TRECHO DO TEXTO:
┄┄┄┄┄┄┄┄┄┄
Séries de televisão apresentam visões distintas sobre corrupção

'O Mecanismo' é mais crítica do que parece, mas a italiana 'Suburra' soa mais persuasiva

No fim da primeira temporada de “Suburra: Sangue em Roma”, série italiana sobre uma disputa entre facções criminosas, políticos corruptos e o Vaticano, um empresário ameaça chamar a polícia quando o líder de uma gangue vai até seu escritório para intimidá-lo. “Vão dizer o quê?”, o invasor pergunta. “Eles são piores do que eu.”

O universo descrito na série é dominado por criminosos que matam, corrompem e trapaceiam à luz do dia, com certeza de que ficarão impunes. O único policial chamado em cena pelo nome, um tira honesto cujo filho entra no mundo do crime, é morto assim que decide interferir nos seus negócios.

Uma realidade distinta é representada em “O Mecanismo”, a série que José Padilha e Elena Soarez criaram para a Netflix, inspirados pela Operação Lava Jato. A política e as empresas brasileiras estão podres, sugere o enredo, mas um grupo de policiais implacáveis está no encalço dos criminosos, e a punição dos culpados parece apenas questão de tempo.

O tom da série é mais crítico do que se nota à primeira vista. Marco Ruffo, o delegado de pavio curto interpretado por Selton Mello cujas teorias conduzem a trama, é mostrado como um desequilibrado, que chantageia suspeitos e adota métodos rústicos de investigação ao perseguir suas obsessões.

Na vida real, procuradores na linha de frente da Lava Jato tiveram papel decisivo, especialmente a partir do momento em que passaram a negociar os acordos de colaboração que persuadiram corruptos a delatar antigos parceiros e assim salvar a própria pele.

Na ficção de Padilha e Soarez, a força-tarefa de Curitiba é reduzida a uma dupla de caráter duvidoso. O chefe parece hesitar na hora de avançar. Seu colega atravessa o caminho dos federais sem pedir licença nem buscar sua cooperação.
┄┄┄┄┄┄┄┄┄┄
LINHAS ARMAZENADAS:
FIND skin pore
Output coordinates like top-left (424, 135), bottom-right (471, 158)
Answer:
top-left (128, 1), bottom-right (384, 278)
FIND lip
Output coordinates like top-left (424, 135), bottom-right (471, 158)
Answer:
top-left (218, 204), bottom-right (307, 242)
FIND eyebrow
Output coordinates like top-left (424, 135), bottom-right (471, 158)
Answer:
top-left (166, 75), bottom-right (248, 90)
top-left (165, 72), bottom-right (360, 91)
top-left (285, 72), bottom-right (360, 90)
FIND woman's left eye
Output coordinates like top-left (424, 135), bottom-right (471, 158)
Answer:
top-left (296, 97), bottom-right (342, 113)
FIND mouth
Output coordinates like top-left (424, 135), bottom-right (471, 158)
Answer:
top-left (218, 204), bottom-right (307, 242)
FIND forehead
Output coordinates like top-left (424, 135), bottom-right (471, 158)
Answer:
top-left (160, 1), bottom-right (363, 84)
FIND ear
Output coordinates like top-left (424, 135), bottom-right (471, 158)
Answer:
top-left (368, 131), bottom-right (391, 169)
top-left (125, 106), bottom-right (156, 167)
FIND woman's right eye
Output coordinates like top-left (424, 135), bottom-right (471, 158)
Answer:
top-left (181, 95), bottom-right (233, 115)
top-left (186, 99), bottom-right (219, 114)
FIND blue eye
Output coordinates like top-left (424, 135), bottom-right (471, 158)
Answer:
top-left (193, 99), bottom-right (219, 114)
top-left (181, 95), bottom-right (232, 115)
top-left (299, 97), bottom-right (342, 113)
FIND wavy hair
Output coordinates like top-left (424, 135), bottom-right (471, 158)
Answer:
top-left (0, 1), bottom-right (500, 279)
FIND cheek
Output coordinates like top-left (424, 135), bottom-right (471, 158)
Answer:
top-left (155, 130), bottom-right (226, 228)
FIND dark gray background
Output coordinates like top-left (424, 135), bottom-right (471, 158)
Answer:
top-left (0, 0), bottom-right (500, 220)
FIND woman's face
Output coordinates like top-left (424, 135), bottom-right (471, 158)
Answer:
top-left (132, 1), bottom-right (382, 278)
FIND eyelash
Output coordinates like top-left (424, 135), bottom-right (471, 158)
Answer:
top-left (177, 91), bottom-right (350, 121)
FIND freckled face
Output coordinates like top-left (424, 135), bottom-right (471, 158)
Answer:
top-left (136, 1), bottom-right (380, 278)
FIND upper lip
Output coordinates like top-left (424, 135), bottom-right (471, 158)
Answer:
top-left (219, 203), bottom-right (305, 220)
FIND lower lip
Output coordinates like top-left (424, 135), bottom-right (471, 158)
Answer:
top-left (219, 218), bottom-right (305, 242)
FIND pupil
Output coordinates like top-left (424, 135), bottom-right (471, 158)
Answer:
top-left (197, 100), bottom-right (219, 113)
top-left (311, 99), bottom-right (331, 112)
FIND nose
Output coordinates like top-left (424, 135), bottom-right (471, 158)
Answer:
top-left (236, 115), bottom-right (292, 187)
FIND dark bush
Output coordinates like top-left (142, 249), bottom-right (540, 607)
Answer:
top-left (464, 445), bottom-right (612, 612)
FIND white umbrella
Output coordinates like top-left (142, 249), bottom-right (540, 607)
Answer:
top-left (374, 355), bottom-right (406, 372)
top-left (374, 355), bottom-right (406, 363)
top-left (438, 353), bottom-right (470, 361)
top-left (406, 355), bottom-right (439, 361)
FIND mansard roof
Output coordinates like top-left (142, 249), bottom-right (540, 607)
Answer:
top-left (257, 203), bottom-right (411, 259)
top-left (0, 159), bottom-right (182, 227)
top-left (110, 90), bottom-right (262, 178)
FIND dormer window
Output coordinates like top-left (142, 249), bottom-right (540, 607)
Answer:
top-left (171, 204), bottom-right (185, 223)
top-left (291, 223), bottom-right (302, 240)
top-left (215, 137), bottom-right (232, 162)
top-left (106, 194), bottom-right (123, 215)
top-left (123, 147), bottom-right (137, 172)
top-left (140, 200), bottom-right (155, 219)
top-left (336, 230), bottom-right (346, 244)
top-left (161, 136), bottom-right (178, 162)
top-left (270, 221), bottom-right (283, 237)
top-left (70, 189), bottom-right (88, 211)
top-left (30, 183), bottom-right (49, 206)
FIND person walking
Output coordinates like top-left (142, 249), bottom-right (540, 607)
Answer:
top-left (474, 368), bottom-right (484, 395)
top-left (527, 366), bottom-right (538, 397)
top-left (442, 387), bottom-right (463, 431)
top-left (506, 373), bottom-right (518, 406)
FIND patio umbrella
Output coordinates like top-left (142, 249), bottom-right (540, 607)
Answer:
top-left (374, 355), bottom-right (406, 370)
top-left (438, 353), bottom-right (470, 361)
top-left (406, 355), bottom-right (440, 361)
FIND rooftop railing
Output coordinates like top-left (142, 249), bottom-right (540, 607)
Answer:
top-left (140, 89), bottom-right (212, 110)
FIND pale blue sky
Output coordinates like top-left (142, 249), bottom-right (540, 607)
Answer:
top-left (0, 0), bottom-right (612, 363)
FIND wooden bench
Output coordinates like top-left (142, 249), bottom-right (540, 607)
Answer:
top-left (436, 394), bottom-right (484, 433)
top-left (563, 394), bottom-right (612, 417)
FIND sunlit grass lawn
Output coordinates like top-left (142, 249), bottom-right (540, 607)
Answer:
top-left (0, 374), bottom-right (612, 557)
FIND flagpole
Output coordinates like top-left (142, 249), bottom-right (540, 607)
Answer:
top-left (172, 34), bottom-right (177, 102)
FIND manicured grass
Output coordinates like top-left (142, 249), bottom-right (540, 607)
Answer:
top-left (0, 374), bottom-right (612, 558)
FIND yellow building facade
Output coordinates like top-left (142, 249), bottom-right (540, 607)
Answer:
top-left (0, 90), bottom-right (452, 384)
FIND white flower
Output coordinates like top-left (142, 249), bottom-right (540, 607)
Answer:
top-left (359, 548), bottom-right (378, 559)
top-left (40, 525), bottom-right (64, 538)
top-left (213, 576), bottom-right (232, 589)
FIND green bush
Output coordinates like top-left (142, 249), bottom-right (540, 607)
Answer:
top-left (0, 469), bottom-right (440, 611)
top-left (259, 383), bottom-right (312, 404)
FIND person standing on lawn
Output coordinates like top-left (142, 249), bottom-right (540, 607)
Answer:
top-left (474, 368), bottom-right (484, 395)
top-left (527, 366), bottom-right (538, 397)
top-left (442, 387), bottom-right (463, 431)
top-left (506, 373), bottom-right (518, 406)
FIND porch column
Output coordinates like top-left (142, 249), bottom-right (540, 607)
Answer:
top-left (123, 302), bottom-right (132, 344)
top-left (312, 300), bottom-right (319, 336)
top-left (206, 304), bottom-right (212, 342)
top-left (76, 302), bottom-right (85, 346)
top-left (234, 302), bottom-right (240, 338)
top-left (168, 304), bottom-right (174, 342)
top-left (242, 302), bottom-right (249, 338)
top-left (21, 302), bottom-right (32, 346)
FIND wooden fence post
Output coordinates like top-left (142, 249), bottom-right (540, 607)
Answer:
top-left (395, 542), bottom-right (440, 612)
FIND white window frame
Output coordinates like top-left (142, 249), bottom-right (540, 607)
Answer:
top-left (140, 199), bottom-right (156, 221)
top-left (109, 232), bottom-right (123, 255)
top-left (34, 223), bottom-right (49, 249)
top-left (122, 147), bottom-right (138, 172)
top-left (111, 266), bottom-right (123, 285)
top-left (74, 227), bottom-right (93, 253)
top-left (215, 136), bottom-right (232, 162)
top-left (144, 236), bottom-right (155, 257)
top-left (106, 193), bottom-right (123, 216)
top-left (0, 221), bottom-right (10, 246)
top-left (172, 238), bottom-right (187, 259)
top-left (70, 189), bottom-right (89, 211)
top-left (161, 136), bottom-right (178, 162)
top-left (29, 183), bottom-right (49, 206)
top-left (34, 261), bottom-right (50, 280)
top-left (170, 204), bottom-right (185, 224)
┄┄┄┄┄┄┄┄┄┄
Responda, com base no texto sobre as séries de corrupção, às perguntas a seguir.
1. Em "Suburra", o que acontece ao único policial chamado pelo nome quando ele decide interferir nos negócios dos criminosos?
2. Qual ator interpreta o delegado Marco Ruffo em "O Mecanismo"?
3. Na ficção de Padilha e Soarez, a que é reduzida a força-tarefa de Curitiba?

RESPOSTA:
1. Ele é morto.
2. Selton Mello.
3. A uma dupla de caráter duvidoso.